__Goal__
Write out, precisely and in full, each line of the material.
start Supplied information
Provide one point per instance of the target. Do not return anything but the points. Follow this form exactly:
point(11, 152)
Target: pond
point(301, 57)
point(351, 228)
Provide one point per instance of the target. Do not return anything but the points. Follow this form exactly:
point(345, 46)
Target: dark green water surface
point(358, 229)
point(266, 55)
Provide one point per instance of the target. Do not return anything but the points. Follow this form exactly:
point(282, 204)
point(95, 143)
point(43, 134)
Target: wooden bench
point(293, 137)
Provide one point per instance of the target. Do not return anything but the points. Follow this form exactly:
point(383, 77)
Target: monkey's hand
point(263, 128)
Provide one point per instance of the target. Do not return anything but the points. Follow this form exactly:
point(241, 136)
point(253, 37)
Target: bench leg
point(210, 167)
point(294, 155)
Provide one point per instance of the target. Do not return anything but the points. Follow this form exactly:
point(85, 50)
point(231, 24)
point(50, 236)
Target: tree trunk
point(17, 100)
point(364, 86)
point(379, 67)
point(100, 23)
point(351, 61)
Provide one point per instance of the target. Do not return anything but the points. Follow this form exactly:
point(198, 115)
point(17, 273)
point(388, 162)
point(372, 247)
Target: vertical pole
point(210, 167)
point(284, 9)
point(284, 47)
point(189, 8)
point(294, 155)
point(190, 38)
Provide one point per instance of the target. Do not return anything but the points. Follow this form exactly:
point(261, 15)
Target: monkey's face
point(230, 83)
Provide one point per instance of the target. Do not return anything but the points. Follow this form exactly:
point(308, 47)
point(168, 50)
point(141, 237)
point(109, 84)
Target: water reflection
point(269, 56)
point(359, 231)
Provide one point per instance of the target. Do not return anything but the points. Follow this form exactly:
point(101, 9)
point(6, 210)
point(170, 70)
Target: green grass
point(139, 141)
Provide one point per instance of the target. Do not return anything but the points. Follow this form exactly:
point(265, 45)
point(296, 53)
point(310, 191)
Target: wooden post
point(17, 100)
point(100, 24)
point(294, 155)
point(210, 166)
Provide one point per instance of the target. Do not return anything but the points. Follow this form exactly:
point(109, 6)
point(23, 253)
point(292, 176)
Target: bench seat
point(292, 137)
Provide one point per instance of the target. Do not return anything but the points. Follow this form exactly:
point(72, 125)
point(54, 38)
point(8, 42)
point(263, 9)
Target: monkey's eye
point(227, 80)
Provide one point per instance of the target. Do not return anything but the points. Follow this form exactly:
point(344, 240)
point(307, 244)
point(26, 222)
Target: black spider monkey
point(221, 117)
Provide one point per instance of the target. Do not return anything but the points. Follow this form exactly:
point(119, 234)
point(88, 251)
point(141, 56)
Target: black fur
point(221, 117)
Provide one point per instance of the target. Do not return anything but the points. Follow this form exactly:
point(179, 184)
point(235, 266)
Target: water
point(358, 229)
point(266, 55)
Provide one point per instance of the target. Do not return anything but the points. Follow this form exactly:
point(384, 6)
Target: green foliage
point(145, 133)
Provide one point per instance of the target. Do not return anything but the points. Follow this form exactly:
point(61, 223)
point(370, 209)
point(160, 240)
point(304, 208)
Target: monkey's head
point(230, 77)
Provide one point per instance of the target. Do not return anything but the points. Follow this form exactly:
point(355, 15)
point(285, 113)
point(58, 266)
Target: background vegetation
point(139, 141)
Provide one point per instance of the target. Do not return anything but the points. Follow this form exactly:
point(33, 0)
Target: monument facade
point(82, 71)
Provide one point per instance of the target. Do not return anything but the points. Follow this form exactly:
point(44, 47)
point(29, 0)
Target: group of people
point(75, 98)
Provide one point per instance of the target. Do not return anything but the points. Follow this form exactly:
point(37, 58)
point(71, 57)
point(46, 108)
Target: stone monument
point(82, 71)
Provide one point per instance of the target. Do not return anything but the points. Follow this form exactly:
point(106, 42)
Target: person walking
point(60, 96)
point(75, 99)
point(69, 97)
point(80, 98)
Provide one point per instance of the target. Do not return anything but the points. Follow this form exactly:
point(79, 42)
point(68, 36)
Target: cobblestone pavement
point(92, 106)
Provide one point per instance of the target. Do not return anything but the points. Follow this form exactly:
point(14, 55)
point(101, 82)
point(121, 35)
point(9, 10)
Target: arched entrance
end Supplied information
__Exercise solution__
Provide one point per instance of the target. Do not return anything but the points. Follow this form exactly:
point(11, 152)
Target: pond
point(301, 57)
point(351, 228)
Provide one point per instance of the target. Do not return anything but the points. Follow this form exactly:
point(345, 46)
Target: dark green water surface
point(358, 229)
point(266, 55)
Provide one point per instance of the target. Do not return anything but the points. Follow this form exactly:
point(282, 204)
point(95, 143)
point(43, 134)
Target: wooden bench
point(293, 137)
Provide one point per instance of the target. Do not return anything but the points. Follow this form exactly:
point(383, 77)
Target: monkey's hand
point(263, 128)
Provide one point per instance of the target. Do not return anything but the points. Follow this form exactly:
point(241, 136)
point(253, 37)
Target: bench leg
point(210, 167)
point(294, 155)
Provide one point per instance of the target. Do not return anything but the points. Follow this form exactly:
point(85, 50)
point(231, 24)
point(50, 236)
Target: tree trunk
point(17, 100)
point(364, 86)
point(379, 67)
point(100, 23)
point(351, 61)
Provide one point per instance of the target. Do not return anything but the points. Follow this form exactly:
point(198, 115)
point(17, 273)
point(388, 162)
point(372, 247)
Target: vertical pole
point(210, 167)
point(284, 9)
point(284, 47)
point(189, 8)
point(294, 155)
point(190, 38)
Provide one point per instance of the target. Do not return anything but the points. Follow this form exactly:
point(261, 15)
Target: monkey's face
point(230, 83)
Provide one point per instance of the target. Do not return anything but the points. Follow this form exactly:
point(308, 47)
point(168, 50)
point(141, 237)
point(109, 84)
Target: water reflection
point(269, 56)
point(359, 231)
Provide one point per instance of the target. Do not return anything but the points. Follow this form exactly:
point(101, 9)
point(6, 210)
point(170, 70)
Target: green grass
point(139, 141)
Provide one point per instance of the target. Do not return anything but the points. Follow this form exactly:
point(265, 45)
point(296, 53)
point(310, 191)
Target: wooden post
point(17, 100)
point(100, 24)
point(294, 155)
point(210, 166)
Provide one point per instance of the target. Do not return anything but the points. Follow this form exactly:
point(109, 6)
point(23, 253)
point(292, 176)
Target: bench seat
point(292, 137)
Provide one point per instance of the target. Do not return anything but the points. Follow this form exactly:
point(72, 125)
point(54, 38)
point(8, 42)
point(263, 9)
Target: monkey's eye
point(227, 80)
Provide one point per instance of the target. Do not return anything but the points. Follow this form exactly:
point(344, 240)
point(307, 244)
point(26, 222)
Target: black spider monkey
point(221, 117)
Provide one point per instance of the target. Do not return anything but the points. Follow this form exactly:
point(119, 234)
point(88, 251)
point(141, 56)
Target: black fur
point(221, 117)
Provide one point per instance of the target. Do not return anything but the points. Follow this form exactly:
point(179, 184)
point(235, 266)
Target: water
point(358, 229)
point(266, 55)
Provide one point per instance of the target. Do not return anything but the points. Follow this form exactly:
point(384, 6)
Target: green foliage
point(145, 133)
Provide one point per instance of the target. Do not return anything but the points. Follow this form exactly:
point(61, 223)
point(370, 209)
point(160, 240)
point(304, 208)
Target: monkey's head
point(230, 77)
Provide one point per instance of the target. Do not return anything but the points. Follow this form exactly:
point(355, 15)
point(285, 113)
point(58, 266)
Target: background vegetation
point(139, 141)
Provide one point per instance of the target. Do not return anything but the points. Follow this form exactly:
point(33, 0)
Target: monument facade
point(82, 71)
Provide one point per instance of the target. Do not return anything but the points. Follow this form exactly:
point(44, 47)
point(29, 0)
Target: group of people
point(75, 98)
Provide one point per instance of the target. Do not return anything but the points. Follow this form exactly:
point(37, 58)
point(71, 57)
point(46, 108)
Target: stone monument
point(82, 71)
Provide one point per instance of the target. Do not return anything but the points. Follow this form exactly:
point(106, 42)
Target: person walking
point(60, 96)
point(75, 99)
point(69, 97)
point(80, 98)
Provide one point per instance of the target. Do not return anything but the points. Follow this form exactly:
point(79, 42)
point(68, 36)
Target: cobblestone pavement
point(92, 106)
Provide one point per instance of the target. Do not return anything but the points. Follow this form exactly:
point(14, 55)
point(101, 82)
point(121, 35)
point(9, 10)
Target: arched entrance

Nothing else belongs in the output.